TEXTE À LIRE »
10      Ensuite, la requérante estime que le montant des frais réclamés par l’intervenante ne reflète pas le fait que, en raison des diverses procédures engagées au Royaume-Uni, les questions litigieuses étaient bien connues du cabinet de solicitors.

11      La requérante fait observer, en outre, que l’intervenante ne ventile pas dans son décompte de frais et d’honoraires les taux horaires et le temps passé pour chaque poste. De l’avis de la requérante, les chiffres qui y sont indiqués sont extraordinairement élevés. Cela serait notamment le cas pour le mémoire en réponse, compte tenu du fait qu’il s’agirait d’un document relativement court consistant en une répétition des prétentions exposées auparavant. Par ailleurs, en ce qui concerne le montant de 1 396 GBP, réclamé au titre de la correspondance avec le Tribunal, la requérante déclare ne pas avoir connaissance d’une correspondance volumineuse, échangée entre l’intervenante et le Tribunal, qui aurait pu justifier ce montant.

12      Enfin, la requérante fait valoir que le cabinet de solicitors retenu par l’intervenante a une antenne à Luxembourg et n’avait donc pas besoin de donner des instructions à un conseil anglais, qui aurait eu à voyager la veille de l’audience, alors qu’une personne de l’antenne locale aurait facilement pu plaider à l’audience.

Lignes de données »

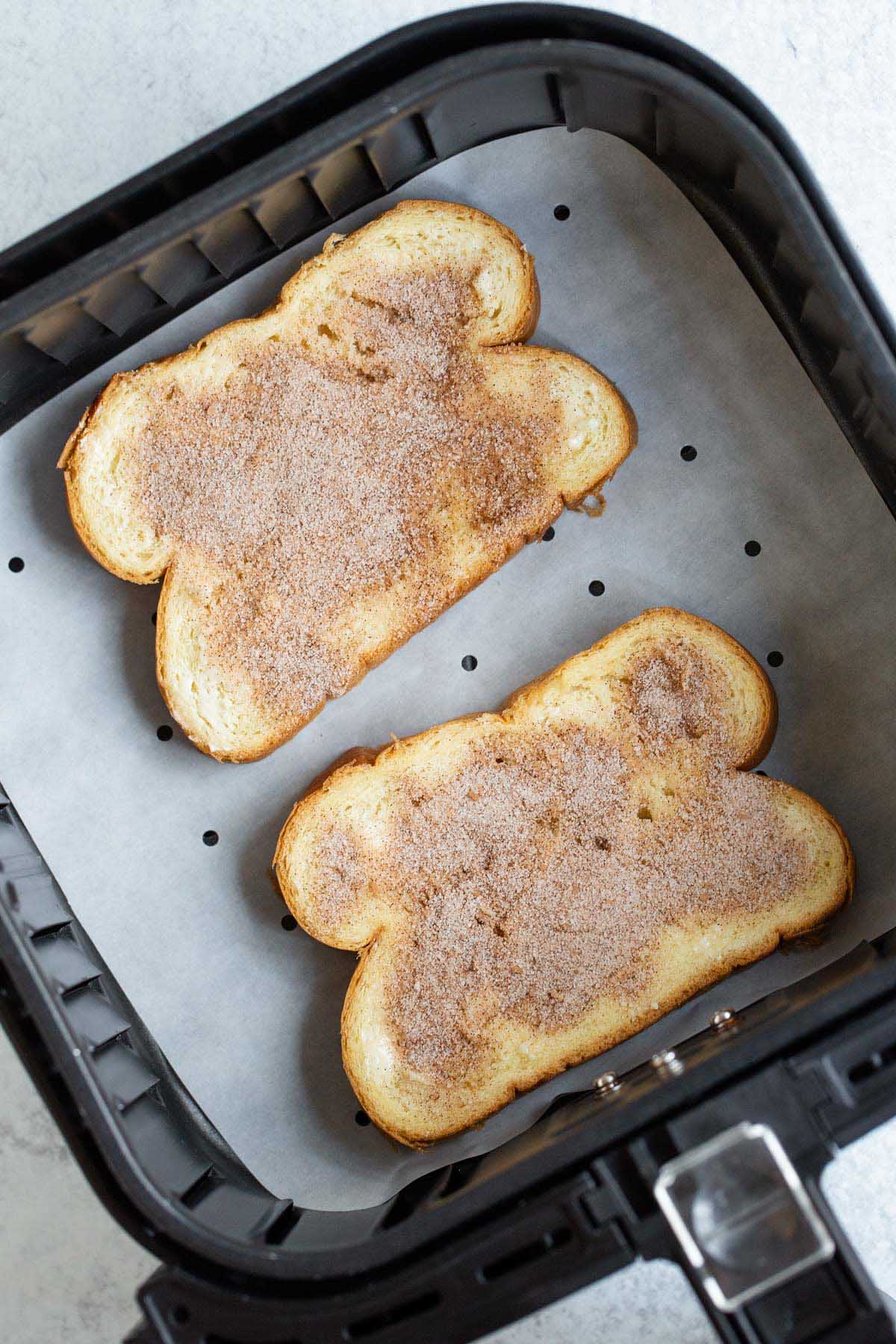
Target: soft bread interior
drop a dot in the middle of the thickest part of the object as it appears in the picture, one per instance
(320, 316)
(336, 865)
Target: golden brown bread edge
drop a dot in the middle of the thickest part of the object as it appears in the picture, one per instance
(524, 329)
(751, 757)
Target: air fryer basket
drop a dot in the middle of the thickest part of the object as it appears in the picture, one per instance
(487, 1239)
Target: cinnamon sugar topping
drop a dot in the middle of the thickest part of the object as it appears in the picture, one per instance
(541, 874)
(316, 477)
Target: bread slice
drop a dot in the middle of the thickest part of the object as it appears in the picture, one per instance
(528, 889)
(320, 482)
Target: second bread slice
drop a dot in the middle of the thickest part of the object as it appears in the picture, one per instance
(529, 887)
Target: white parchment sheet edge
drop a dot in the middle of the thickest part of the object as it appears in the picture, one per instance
(247, 1012)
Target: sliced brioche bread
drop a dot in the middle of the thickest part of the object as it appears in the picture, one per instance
(320, 482)
(529, 887)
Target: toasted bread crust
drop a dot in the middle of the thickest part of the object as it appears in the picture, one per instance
(265, 725)
(418, 1121)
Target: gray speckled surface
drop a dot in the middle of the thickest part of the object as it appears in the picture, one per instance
(90, 96)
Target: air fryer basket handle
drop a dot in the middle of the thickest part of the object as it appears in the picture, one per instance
(835, 1303)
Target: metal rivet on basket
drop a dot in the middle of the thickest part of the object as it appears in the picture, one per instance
(606, 1083)
(667, 1061)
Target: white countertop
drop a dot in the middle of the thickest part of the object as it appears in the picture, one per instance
(90, 97)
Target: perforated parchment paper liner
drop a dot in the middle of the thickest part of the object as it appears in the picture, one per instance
(247, 1011)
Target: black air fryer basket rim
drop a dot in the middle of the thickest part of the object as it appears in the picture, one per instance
(564, 45)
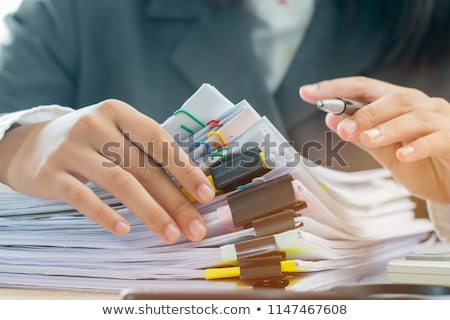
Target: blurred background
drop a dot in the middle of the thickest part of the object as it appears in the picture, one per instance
(6, 6)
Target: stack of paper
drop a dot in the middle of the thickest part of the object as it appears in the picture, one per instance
(352, 225)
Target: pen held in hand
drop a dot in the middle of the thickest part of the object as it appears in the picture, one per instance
(339, 106)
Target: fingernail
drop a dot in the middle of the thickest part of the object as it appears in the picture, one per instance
(172, 233)
(121, 228)
(373, 133)
(205, 192)
(197, 229)
(407, 151)
(312, 88)
(349, 126)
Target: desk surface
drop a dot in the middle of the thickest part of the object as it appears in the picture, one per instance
(29, 294)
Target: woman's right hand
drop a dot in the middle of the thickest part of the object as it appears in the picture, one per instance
(118, 149)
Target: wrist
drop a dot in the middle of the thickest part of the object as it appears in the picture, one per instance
(9, 146)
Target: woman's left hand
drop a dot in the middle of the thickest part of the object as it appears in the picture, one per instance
(405, 130)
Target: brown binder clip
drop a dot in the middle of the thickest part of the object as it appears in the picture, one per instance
(259, 259)
(269, 207)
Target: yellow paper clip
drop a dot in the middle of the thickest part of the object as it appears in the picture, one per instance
(191, 198)
(234, 272)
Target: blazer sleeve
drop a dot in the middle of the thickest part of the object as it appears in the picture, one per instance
(38, 62)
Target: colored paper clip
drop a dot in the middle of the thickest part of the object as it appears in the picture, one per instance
(222, 153)
(221, 137)
(238, 169)
(213, 123)
(258, 204)
(191, 198)
(203, 143)
(190, 115)
(265, 268)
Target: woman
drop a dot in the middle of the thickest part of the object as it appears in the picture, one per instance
(153, 54)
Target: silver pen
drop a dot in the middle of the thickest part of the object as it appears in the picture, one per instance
(339, 106)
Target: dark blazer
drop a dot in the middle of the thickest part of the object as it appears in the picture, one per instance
(153, 54)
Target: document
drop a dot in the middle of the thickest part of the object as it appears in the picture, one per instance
(315, 227)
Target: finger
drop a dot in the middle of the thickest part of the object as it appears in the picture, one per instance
(124, 186)
(384, 155)
(161, 187)
(361, 89)
(384, 109)
(150, 137)
(72, 191)
(333, 120)
(434, 144)
(406, 127)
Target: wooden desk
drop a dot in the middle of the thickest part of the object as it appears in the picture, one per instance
(29, 294)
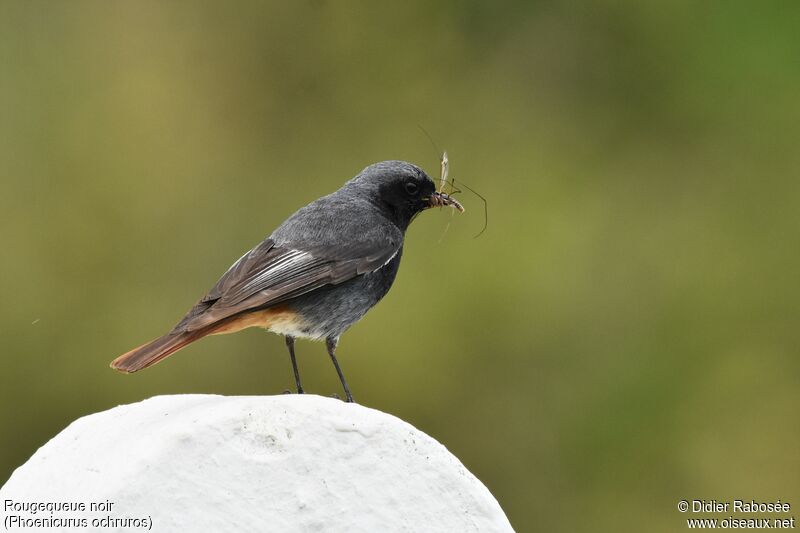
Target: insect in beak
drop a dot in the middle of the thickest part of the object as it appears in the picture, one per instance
(440, 199)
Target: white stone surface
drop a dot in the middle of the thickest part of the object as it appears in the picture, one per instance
(201, 463)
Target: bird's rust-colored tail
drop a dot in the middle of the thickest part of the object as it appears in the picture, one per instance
(156, 350)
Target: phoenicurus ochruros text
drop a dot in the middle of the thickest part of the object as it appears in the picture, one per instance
(317, 274)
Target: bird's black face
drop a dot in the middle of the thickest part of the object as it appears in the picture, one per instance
(402, 190)
(408, 193)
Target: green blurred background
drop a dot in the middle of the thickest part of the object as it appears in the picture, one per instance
(624, 335)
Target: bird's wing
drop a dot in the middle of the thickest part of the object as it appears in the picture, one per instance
(269, 274)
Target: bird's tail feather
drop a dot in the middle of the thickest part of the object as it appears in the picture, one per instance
(156, 350)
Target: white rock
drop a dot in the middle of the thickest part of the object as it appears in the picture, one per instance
(202, 463)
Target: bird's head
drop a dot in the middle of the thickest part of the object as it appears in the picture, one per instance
(400, 189)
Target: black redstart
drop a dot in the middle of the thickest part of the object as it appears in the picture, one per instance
(317, 274)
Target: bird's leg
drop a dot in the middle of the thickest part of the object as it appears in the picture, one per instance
(331, 343)
(290, 345)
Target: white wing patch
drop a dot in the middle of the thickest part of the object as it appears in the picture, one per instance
(288, 261)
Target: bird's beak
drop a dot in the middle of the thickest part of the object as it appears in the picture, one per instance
(440, 199)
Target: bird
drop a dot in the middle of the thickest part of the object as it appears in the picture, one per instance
(317, 274)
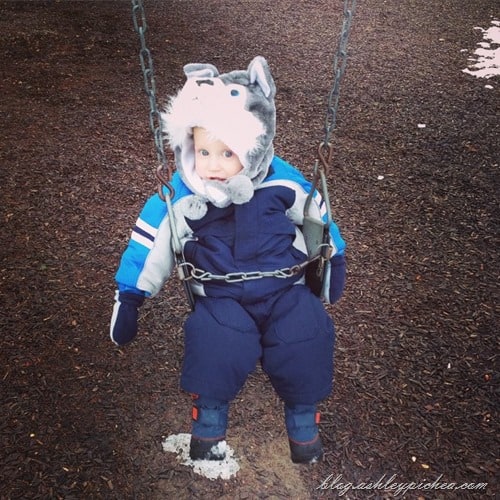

CONSIGNE A » Résumez en une phrase, pour chacun des paragraphes numérotés 10, 11 et 12 du passage sur les frais réclamés, les objections que la requérante y formule.
CONSIGNE B » Dans le passage sur les frais réclamés, quel montant l'intervenante demande-t-elle au titre de la correspondance avec le Tribunal ?

RÉPONSE A »
10 : Le montant réclamé par l'intervenante ne reflète pas le fait que le cabinet de solicitors connaissait bien les questions litigieuses grâce aux diverses procédures engagées au Royaume-Uni.
11 : Le décompte ne ventile pas les taux horaires ni le temps passé par poste, ses chiffres sont extraordinairement élevés, notamment pour le mémoire en réponse, et la requérante ne connaît aucune correspondance volumineuse avec le Tribunal qui justifierait les 1 396 GBP réclamés.
12 : Le cabinet ayant une antenne à Luxembourg, il n'avait pas besoin de donner des instructions à un conseil anglais qui devait voyager la veille de l'audience, puisqu'une personne de l'antenne locale aurait facilement pu plaider.

RÉPONSE B » 1 396 GBP.